_Instructions for the task_.
Rewrite everything in the items below from the line containing "brown leaf | locate" down to and including the line containing "top-left (0, 832), bottom-right (44, 858)" as a numbered list, skipping any blank lines.

※

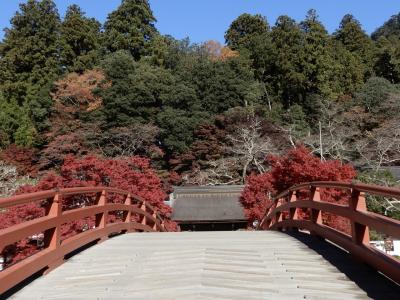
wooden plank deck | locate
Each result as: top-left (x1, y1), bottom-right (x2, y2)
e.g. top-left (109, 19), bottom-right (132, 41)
top-left (7, 231), bottom-right (399, 300)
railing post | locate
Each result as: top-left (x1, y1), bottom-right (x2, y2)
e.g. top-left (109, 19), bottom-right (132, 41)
top-left (273, 198), bottom-right (283, 230)
top-left (44, 193), bottom-right (62, 250)
top-left (43, 193), bottom-right (64, 274)
top-left (310, 187), bottom-right (322, 225)
top-left (349, 189), bottom-right (369, 245)
top-left (96, 190), bottom-right (108, 243)
top-left (123, 194), bottom-right (133, 232)
top-left (140, 201), bottom-right (147, 225)
top-left (289, 191), bottom-right (299, 231)
top-left (153, 210), bottom-right (157, 231)
top-left (310, 186), bottom-right (322, 238)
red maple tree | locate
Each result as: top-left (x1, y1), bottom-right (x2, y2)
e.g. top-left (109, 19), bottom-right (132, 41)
top-left (240, 146), bottom-right (356, 232)
top-left (0, 156), bottom-right (177, 261)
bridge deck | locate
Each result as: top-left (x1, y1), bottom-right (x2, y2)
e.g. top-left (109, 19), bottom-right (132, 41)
top-left (7, 231), bottom-right (399, 300)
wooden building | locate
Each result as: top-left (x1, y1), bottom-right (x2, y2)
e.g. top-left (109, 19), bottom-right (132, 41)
top-left (169, 185), bottom-right (247, 231)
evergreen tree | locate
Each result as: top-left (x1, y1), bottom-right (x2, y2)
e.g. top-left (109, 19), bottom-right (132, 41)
top-left (264, 16), bottom-right (306, 107)
top-left (225, 14), bottom-right (269, 50)
top-left (300, 10), bottom-right (334, 98)
top-left (0, 0), bottom-right (60, 104)
top-left (61, 4), bottom-right (101, 73)
top-left (374, 36), bottom-right (400, 83)
top-left (99, 51), bottom-right (186, 127)
top-left (104, 0), bottom-right (158, 60)
top-left (189, 56), bottom-right (262, 114)
top-left (334, 14), bottom-right (374, 78)
top-left (371, 13), bottom-right (400, 41)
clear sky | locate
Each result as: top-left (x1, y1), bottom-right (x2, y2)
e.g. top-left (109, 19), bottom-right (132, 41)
top-left (0, 0), bottom-right (400, 42)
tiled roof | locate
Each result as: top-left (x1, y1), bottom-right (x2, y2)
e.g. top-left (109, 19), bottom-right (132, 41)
top-left (171, 186), bottom-right (246, 222)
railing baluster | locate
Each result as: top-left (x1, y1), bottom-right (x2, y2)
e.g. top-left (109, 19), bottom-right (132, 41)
top-left (140, 201), bottom-right (147, 225)
top-left (310, 187), bottom-right (322, 225)
top-left (44, 193), bottom-right (62, 250)
top-left (289, 191), bottom-right (299, 220)
top-left (123, 194), bottom-right (133, 232)
top-left (153, 210), bottom-right (157, 231)
top-left (349, 189), bottom-right (369, 246)
top-left (43, 193), bottom-right (64, 274)
top-left (96, 190), bottom-right (108, 243)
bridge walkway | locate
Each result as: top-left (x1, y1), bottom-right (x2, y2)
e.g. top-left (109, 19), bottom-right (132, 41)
top-left (11, 231), bottom-right (400, 300)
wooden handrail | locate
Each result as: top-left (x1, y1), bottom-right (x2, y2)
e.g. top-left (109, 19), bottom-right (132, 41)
top-left (0, 187), bottom-right (167, 295)
top-left (258, 181), bottom-right (400, 284)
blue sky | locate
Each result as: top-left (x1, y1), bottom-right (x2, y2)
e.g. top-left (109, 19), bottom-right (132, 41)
top-left (0, 0), bottom-right (400, 42)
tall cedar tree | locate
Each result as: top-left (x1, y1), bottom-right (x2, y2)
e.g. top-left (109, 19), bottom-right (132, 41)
top-left (334, 14), bottom-right (374, 78)
top-left (61, 4), bottom-right (101, 73)
top-left (0, 0), bottom-right (61, 104)
top-left (104, 0), bottom-right (158, 60)
top-left (225, 14), bottom-right (269, 50)
top-left (0, 0), bottom-right (61, 146)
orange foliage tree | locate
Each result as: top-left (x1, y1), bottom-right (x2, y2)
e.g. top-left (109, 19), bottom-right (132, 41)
top-left (52, 70), bottom-right (110, 112)
top-left (204, 40), bottom-right (239, 61)
top-left (240, 146), bottom-right (356, 232)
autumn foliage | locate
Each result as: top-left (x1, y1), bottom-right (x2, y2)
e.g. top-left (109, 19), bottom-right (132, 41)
top-left (240, 147), bottom-right (356, 232)
top-left (51, 70), bottom-right (109, 112)
top-left (0, 156), bottom-right (177, 260)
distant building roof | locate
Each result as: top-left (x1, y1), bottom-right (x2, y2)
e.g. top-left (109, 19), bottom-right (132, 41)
top-left (382, 166), bottom-right (400, 180)
top-left (170, 186), bottom-right (246, 222)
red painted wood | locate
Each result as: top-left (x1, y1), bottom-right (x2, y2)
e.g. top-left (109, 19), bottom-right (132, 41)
top-left (259, 182), bottom-right (400, 284)
top-left (0, 187), bottom-right (166, 294)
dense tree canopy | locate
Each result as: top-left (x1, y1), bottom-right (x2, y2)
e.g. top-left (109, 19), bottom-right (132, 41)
top-left (0, 0), bottom-right (400, 233)
top-left (104, 0), bottom-right (158, 60)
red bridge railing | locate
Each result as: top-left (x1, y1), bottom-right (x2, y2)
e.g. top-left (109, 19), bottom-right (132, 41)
top-left (259, 182), bottom-right (400, 284)
top-left (0, 187), bottom-right (166, 295)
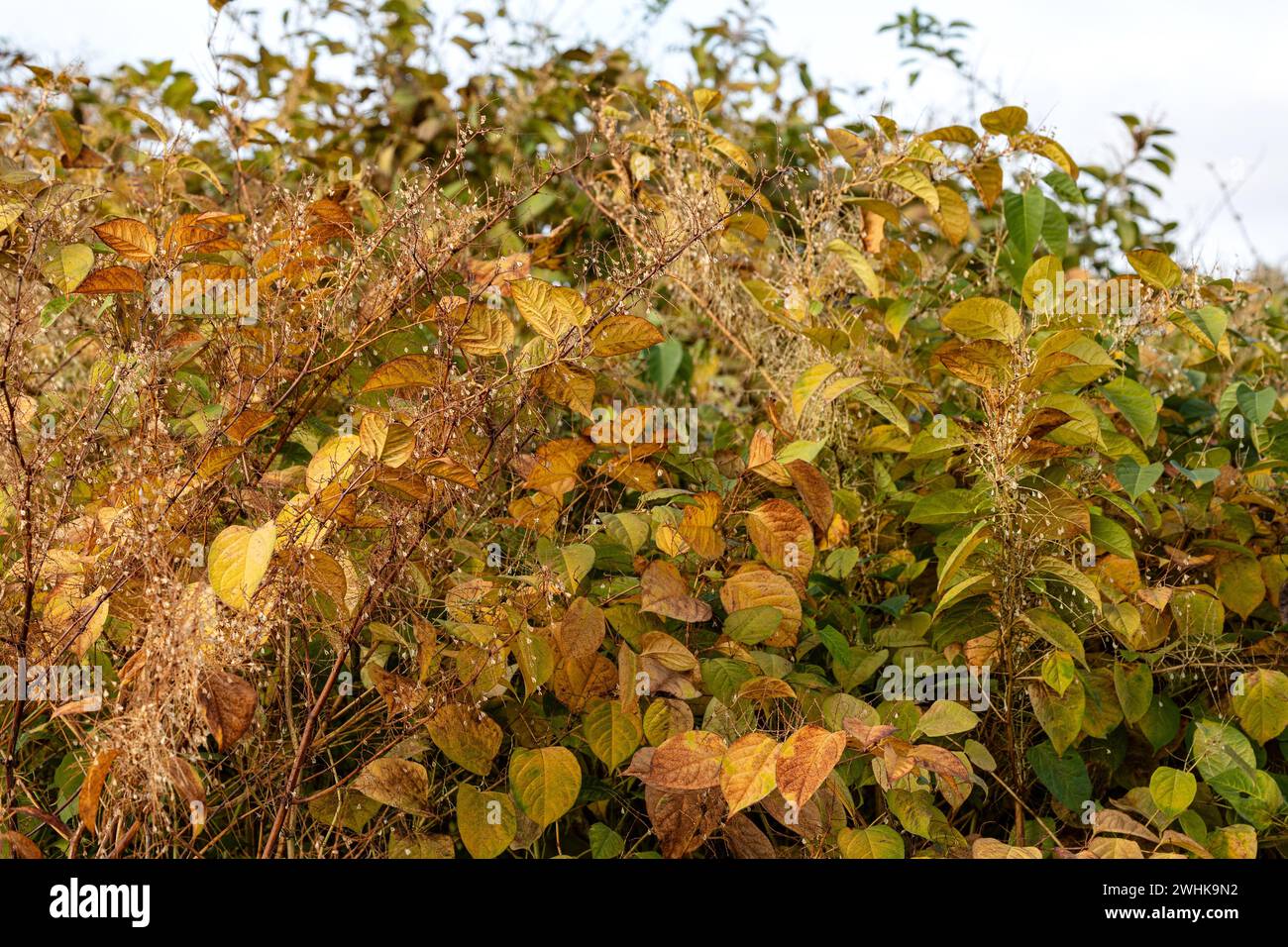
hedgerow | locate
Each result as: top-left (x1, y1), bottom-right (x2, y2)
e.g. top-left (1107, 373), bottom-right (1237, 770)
top-left (0, 3), bottom-right (1288, 858)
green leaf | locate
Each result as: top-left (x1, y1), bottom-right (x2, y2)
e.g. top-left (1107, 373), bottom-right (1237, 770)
top-left (1024, 608), bottom-right (1087, 666)
top-left (456, 784), bottom-right (519, 858)
top-left (1042, 651), bottom-right (1076, 695)
top-left (941, 296), bottom-right (1024, 343)
top-left (1149, 767), bottom-right (1199, 819)
top-left (1115, 663), bottom-right (1154, 723)
top-left (1025, 741), bottom-right (1091, 811)
top-left (40, 244), bottom-right (94, 295)
top-left (1027, 681), bottom-right (1087, 753)
top-left (1033, 197), bottom-right (1069, 258)
top-left (1042, 168), bottom-right (1086, 204)
top-left (510, 746), bottom-right (581, 828)
top-left (1237, 386), bottom-right (1279, 424)
top-left (907, 489), bottom-right (979, 526)
top-left (1002, 187), bottom-right (1047, 259)
top-left (1091, 513), bottom-right (1136, 559)
top-left (724, 605), bottom-right (783, 644)
top-left (581, 701), bottom-right (644, 770)
top-left (1115, 456), bottom-right (1163, 500)
top-left (1127, 250), bottom-right (1182, 290)
top-left (1231, 669), bottom-right (1288, 743)
top-left (827, 239), bottom-right (885, 297)
top-left (836, 826), bottom-right (905, 858)
top-left (590, 822), bottom-right (626, 858)
top-left (915, 701), bottom-right (979, 737)
top-left (1190, 720), bottom-right (1257, 783)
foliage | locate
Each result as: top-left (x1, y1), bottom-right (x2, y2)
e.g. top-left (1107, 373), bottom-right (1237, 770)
top-left (0, 3), bottom-right (1288, 858)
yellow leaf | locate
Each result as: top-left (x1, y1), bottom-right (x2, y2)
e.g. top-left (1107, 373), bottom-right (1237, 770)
top-left (510, 279), bottom-right (590, 340)
top-left (827, 240), bottom-right (884, 296)
top-left (590, 316), bottom-right (662, 359)
top-left (979, 106), bottom-right (1029, 137)
top-left (40, 244), bottom-right (94, 294)
top-left (94, 217), bottom-right (158, 263)
top-left (943, 296), bottom-right (1024, 342)
top-left (362, 356), bottom-right (447, 394)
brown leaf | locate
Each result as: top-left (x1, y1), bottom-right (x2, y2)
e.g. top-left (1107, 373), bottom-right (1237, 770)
top-left (724, 813), bottom-right (778, 858)
top-left (555, 598), bottom-right (604, 657)
top-left (912, 743), bottom-right (970, 780)
top-left (644, 786), bottom-right (725, 858)
top-left (590, 316), bottom-right (662, 359)
top-left (720, 563), bottom-right (802, 648)
top-left (550, 653), bottom-right (617, 714)
top-left (787, 460), bottom-right (834, 532)
top-left (224, 407), bottom-right (275, 445)
top-left (72, 266), bottom-right (143, 296)
top-left (353, 756), bottom-right (429, 814)
top-left (94, 217), bottom-right (158, 263)
top-left (679, 492), bottom-right (724, 559)
top-left (720, 733), bottom-right (781, 811)
top-left (647, 730), bottom-right (729, 789)
top-left (778, 724), bottom-right (845, 806)
top-left (0, 832), bottom-right (44, 858)
top-left (640, 561), bottom-right (711, 622)
top-left (747, 500), bottom-right (814, 579)
top-left (77, 750), bottom-right (117, 835)
top-left (842, 716), bottom-right (896, 751)
top-left (197, 672), bottom-right (259, 750)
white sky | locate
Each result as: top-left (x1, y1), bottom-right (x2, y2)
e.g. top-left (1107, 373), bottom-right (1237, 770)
top-left (10, 0), bottom-right (1288, 274)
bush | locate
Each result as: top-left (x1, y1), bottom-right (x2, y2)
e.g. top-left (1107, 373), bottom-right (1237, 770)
top-left (0, 4), bottom-right (1288, 858)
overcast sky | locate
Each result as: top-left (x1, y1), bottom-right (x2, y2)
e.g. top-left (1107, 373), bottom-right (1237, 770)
top-left (10, 0), bottom-right (1288, 274)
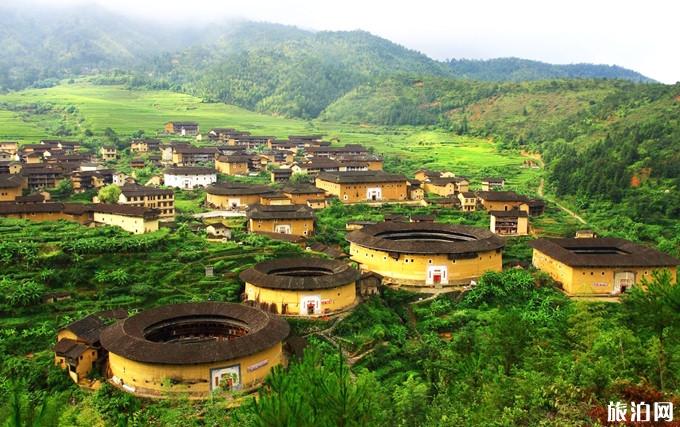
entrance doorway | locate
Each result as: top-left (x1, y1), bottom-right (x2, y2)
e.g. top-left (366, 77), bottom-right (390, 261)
top-left (300, 295), bottom-right (321, 316)
top-left (366, 187), bottom-right (382, 200)
top-left (425, 265), bottom-right (449, 287)
top-left (614, 271), bottom-right (635, 294)
top-left (274, 224), bottom-right (291, 234)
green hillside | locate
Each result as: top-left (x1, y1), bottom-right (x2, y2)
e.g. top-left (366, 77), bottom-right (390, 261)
top-left (448, 58), bottom-right (653, 83)
top-left (321, 77), bottom-right (680, 221)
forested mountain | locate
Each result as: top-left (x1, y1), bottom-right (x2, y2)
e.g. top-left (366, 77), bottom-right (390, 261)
top-left (321, 76), bottom-right (680, 221)
top-left (448, 58), bottom-right (652, 83)
top-left (0, 6), bottom-right (648, 118)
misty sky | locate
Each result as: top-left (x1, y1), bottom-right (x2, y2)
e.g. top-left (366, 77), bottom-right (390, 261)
top-left (22, 0), bottom-right (680, 83)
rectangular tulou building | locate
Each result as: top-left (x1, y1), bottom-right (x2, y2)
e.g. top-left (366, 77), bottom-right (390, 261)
top-left (316, 171), bottom-right (408, 203)
top-left (530, 238), bottom-right (680, 296)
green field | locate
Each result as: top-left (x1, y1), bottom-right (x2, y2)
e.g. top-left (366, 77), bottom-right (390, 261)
top-left (0, 82), bottom-right (539, 191)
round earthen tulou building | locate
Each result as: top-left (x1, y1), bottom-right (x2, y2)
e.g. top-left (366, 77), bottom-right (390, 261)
top-left (240, 258), bottom-right (360, 316)
top-left (101, 302), bottom-right (289, 398)
top-left (347, 221), bottom-right (504, 287)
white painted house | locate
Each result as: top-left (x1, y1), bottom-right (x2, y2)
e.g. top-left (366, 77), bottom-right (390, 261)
top-left (163, 167), bottom-right (217, 190)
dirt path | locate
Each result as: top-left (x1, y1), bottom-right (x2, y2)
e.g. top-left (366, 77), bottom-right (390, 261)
top-left (536, 178), bottom-right (587, 224)
top-left (520, 151), bottom-right (587, 224)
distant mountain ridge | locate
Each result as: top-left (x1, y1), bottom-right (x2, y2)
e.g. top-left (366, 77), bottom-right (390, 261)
top-left (448, 58), bottom-right (654, 83)
top-left (0, 6), bottom-right (652, 100)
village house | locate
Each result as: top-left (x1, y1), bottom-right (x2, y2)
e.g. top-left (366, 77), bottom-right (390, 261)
top-left (260, 191), bottom-right (292, 205)
top-left (205, 222), bottom-right (231, 240)
top-left (288, 135), bottom-right (323, 146)
top-left (159, 141), bottom-right (192, 164)
top-left (206, 182), bottom-right (273, 209)
top-left (482, 177), bottom-right (505, 191)
top-left (172, 146), bottom-right (217, 166)
top-left (489, 209), bottom-right (529, 236)
top-left (130, 138), bottom-right (161, 153)
top-left (39, 139), bottom-right (80, 153)
top-left (215, 155), bottom-right (251, 176)
top-left (415, 169), bottom-right (456, 182)
top-left (70, 169), bottom-right (114, 193)
top-left (239, 257), bottom-right (360, 317)
top-left (0, 161), bottom-right (21, 175)
top-left (118, 184), bottom-right (175, 221)
top-left (208, 128), bottom-right (242, 143)
top-left (0, 150), bottom-right (16, 162)
top-left (0, 141), bottom-right (19, 156)
top-left (99, 145), bottom-right (118, 162)
top-left (270, 168), bottom-right (293, 183)
top-left (406, 179), bottom-right (425, 200)
top-left (0, 201), bottom-right (158, 234)
top-left (163, 167), bottom-right (217, 190)
top-left (334, 154), bottom-right (383, 171)
top-left (54, 316), bottom-right (106, 384)
top-left (45, 152), bottom-right (92, 166)
top-left (281, 184), bottom-right (326, 206)
top-left (0, 174), bottom-right (28, 202)
top-left (247, 204), bottom-right (314, 237)
top-left (22, 151), bottom-right (49, 165)
top-left (0, 202), bottom-right (91, 224)
top-left (130, 157), bottom-right (146, 169)
top-left (316, 171), bottom-right (408, 203)
top-left (477, 191), bottom-right (529, 213)
top-left (100, 302), bottom-right (290, 399)
top-left (529, 238), bottom-right (680, 296)
top-left (574, 230), bottom-right (597, 239)
top-left (21, 164), bottom-right (64, 190)
top-left (423, 177), bottom-right (470, 197)
top-left (164, 122), bottom-right (199, 136)
top-left (346, 221), bottom-right (504, 288)
top-left (267, 139), bottom-right (304, 155)
top-left (338, 160), bottom-right (369, 172)
top-left (305, 144), bottom-right (369, 158)
top-left (458, 191), bottom-right (477, 212)
top-left (90, 203), bottom-right (158, 234)
top-left (291, 157), bottom-right (340, 176)
top-left (227, 135), bottom-right (275, 149)
top-left (527, 199), bottom-right (545, 216)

※

_Answer to the problem_.
1. brown leaf | locate
2. Each result as: top-left (x1, y1), bottom-right (x2, y2)
3. e.g. top-left (1107, 373), bottom-right (1237, 770)
4. top-left (724, 813), bottom-right (778, 858)
5. top-left (555, 598), bottom-right (604, 657)
6. top-left (912, 743), bottom-right (970, 780)
7. top-left (644, 786), bottom-right (725, 858)
8. top-left (590, 316), bottom-right (662, 359)
9. top-left (720, 563), bottom-right (802, 648)
10. top-left (550, 653), bottom-right (617, 714)
11. top-left (787, 460), bottom-right (834, 532)
12. top-left (224, 407), bottom-right (275, 445)
13. top-left (72, 266), bottom-right (143, 296)
14. top-left (353, 756), bottom-right (429, 814)
15. top-left (94, 217), bottom-right (158, 263)
16. top-left (679, 492), bottom-right (724, 559)
17. top-left (720, 733), bottom-right (781, 811)
18. top-left (647, 730), bottom-right (729, 789)
19. top-left (778, 724), bottom-right (845, 806)
20. top-left (0, 832), bottom-right (44, 858)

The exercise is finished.